→ **Source**

________________________________________

As we are not giving the keyword arguments, we just need to make a class and put all this into a function `fit_transform`

In [33]:
class OneHotEncoder:

    def __init__(self , min_frequency = None , max_categories = None , dtype = float):
        self.min_frequency = min_frequency
        self.max_categories = max_categories
        self.dtype = dtype
    def fit_transform(self , dataframe , columns):

        if type(self.min_frequency) == int:
            
            pass
        
        else : 
            
            self.min_frequency *= len(columns)

        if not self.min_frequency == None:
        
            if len(columns) == 1 :
                
                inf = [categories 
                    for categories in dataframe[columns[0]].value_counts().index 
                    if dataframe[columns[0]].value_counts()[categories] > self.min_frequency]
            
                for categories in dataframe[columns[0]].value_counts().index:
            
                    if not categories in inf:
            
                        dataframe[columns[0] + "_" + categories[0]] = np.where(dataframe[columns[0]] == categories[0] , dtype(1) , dtype(0))
            
                    else: 
            
                        dataframe[columns[0] + "_other"] = np.where(dataframe[columns[0]].isin(inf) , dtype(1) , dtype(0))
        
                    if drop == "first" or drop == "if_binary" :
        
                            dataframe.drop(str(columne[0]) + "_" + sample_data[columne[0]].value_counts.index[0] , 
                                        axis = 1 , inplace = True)
        
                    dataframe.drop(columne[0] , axis = 1 , inplace = True)

________________________________________

[Stored items from a collection]
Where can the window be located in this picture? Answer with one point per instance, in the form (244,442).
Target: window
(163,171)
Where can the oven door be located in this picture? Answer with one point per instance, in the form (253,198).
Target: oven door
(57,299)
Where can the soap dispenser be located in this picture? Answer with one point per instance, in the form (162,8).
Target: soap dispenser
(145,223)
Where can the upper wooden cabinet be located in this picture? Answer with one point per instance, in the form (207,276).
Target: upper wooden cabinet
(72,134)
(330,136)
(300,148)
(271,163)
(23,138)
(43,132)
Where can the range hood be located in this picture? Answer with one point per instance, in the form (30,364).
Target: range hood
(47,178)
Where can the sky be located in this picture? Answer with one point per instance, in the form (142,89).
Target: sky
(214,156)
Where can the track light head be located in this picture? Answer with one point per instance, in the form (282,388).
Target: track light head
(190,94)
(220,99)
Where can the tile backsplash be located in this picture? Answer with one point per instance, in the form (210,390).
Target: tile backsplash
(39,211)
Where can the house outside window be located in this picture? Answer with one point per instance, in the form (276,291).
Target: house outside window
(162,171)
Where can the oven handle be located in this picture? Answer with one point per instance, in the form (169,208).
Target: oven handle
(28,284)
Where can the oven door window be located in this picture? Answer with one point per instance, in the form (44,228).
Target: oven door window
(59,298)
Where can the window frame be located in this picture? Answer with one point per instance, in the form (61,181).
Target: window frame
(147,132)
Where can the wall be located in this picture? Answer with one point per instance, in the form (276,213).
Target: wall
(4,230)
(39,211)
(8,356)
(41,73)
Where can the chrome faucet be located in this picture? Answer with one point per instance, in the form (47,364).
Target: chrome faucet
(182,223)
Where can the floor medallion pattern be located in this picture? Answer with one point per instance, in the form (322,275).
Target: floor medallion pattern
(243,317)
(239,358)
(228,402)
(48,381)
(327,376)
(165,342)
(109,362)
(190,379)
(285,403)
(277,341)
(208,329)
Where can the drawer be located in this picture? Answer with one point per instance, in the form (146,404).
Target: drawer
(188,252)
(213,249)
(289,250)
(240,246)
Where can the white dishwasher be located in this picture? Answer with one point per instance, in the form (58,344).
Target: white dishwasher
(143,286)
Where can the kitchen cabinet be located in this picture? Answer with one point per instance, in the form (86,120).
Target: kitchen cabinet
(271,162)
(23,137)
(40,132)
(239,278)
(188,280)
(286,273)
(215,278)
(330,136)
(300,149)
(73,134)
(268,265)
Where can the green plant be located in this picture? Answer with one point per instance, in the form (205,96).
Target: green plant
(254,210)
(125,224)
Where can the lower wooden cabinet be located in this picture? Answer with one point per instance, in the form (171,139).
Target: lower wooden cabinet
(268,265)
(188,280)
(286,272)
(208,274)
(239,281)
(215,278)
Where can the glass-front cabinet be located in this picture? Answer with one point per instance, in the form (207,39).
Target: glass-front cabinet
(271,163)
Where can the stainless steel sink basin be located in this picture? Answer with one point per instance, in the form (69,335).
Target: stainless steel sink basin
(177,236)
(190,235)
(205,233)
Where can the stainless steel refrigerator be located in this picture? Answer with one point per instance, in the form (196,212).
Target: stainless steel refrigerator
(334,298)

________________________________________

→ **Challenges**
1. According to the code excerpt, into which function should everything be put?
2. Lay out the records from the line containing "Where can the drawer" down through the end of the records as a JSON list of strings, one string per line and no blank lines.

→ **Results in order**
1. A function named `fit_transform`.

2.
[
  "Where can the drawer be located in this picture? Answer with one point per instance, in the form (146,404).",
  "Target: drawer",
  "(188,252)",
  "(213,249)",
  "(289,250)",
  "(240,246)",
  "Where can the white dishwasher be located in this picture? Answer with one point per instance, in the form (58,344).",
  "Target: white dishwasher",
  "(143,286)",
  "Where can the kitchen cabinet be located in this picture? Answer with one point per instance, in the form (86,120).",
  "Target: kitchen cabinet",
  "(271,162)",
  "(23,137)",
  "(40,132)",
  "(239,278)",
  "(188,280)",
  "(286,273)",
  "(215,278)",
  "(330,136)",
  "(300,149)",
  "(73,134)",
  "(268,265)",
  "Where can the green plant be located in this picture? Answer with one point per instance, in the form (205,96).",
  "Target: green plant",
  "(254,210)",
  "(125,224)",
  "Where can the lower wooden cabinet be located in this picture? Answer with one point per instance, in the form (171,139).",
  "Target: lower wooden cabinet",
  "(268,265)",
  "(188,280)",
  "(286,272)",
  "(208,274)",
  "(239,281)",
  "(215,278)",
  "Where can the glass-front cabinet be located in this picture? Answer with one point per instance, in the form (207,39).",
  "Target: glass-front cabinet",
  "(271,163)",
  "Where can the stainless steel sink basin be located in this picture? Answer with one point per instance, in the form (69,335).",
  "Target: stainless steel sink basin",
  "(177,236)",
  "(190,235)",
  "(205,233)",
  "Where can the stainless steel refrigerator be located in this picture? Answer with one point per instance, in the form (196,212).",
  "Target: stainless steel refrigerator",
  "(334,298)"
]